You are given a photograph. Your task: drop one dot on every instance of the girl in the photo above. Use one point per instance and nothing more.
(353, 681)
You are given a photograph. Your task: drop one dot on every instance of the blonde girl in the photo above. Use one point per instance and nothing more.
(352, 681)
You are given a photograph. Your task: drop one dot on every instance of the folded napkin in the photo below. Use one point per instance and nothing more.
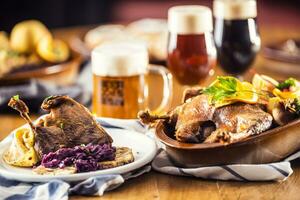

■ PROBLEM TO SOLVE:
Reproduce all of the data above word for word, omitting the pictures.

■ TASK RESPONSE:
You are given a photograph. Your task: drop one dot on every instance of the girl in the photo above. Use one point per instance and nothing more.
(353, 681)
You are given a photograph. Your task: drop one dot on every instance of the blonde girl in the photo above. Use one point per instance and nothing more.
(352, 681)
You are given a photograph. Your task: drop one dot on every instance of the folded napkin in the photo below. Use one point per instance and nothing more.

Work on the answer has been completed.